··· RAW DATA
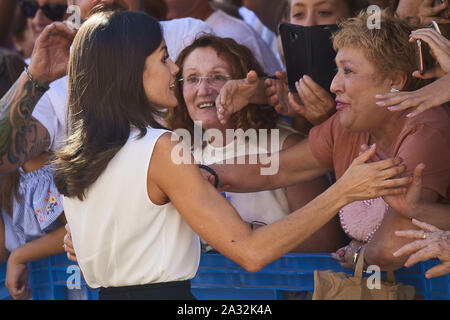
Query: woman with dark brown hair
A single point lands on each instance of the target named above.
(132, 209)
(212, 58)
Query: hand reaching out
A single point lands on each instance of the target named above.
(17, 279)
(68, 245)
(439, 49)
(51, 52)
(430, 242)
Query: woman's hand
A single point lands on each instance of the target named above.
(345, 254)
(363, 180)
(68, 245)
(50, 56)
(236, 95)
(17, 279)
(439, 49)
(316, 103)
(430, 243)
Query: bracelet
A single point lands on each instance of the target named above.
(210, 170)
(40, 87)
······
Copy every line of the entries above in which "woman" occurs.

Query: woman with dark brown hair
Query: woman's hand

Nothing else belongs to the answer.